Short exercise:
Rewrite the data from the line containing "In this exercise you will indicate the chimney" through the last line, both included, as a numbered list, and leave out any blank lines.

Material for the task:
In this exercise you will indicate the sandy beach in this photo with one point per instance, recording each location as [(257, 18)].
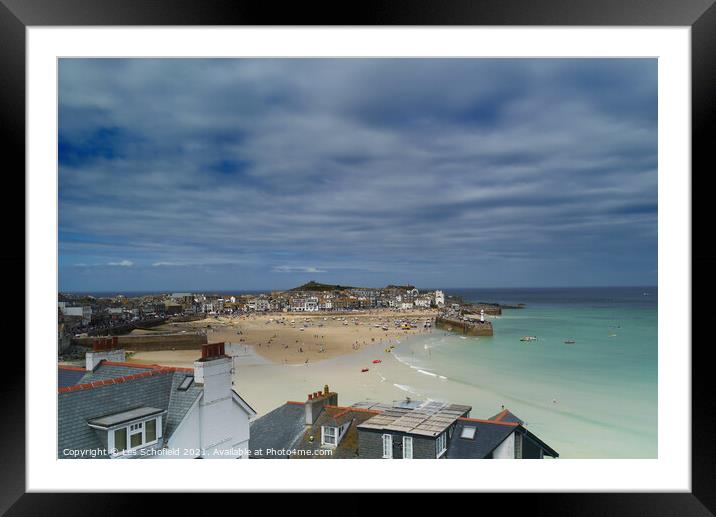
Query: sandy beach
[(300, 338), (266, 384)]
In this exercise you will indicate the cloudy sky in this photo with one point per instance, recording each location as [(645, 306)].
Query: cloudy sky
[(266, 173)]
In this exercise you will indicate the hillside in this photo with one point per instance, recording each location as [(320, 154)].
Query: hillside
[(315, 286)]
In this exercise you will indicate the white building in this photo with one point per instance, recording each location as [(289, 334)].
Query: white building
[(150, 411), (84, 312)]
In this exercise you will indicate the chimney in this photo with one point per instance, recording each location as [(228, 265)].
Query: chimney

Final result:
1. In this exercise you will indicate the chimney in this photo with one point per instance, recording each location as [(228, 265)].
2. Query: chimney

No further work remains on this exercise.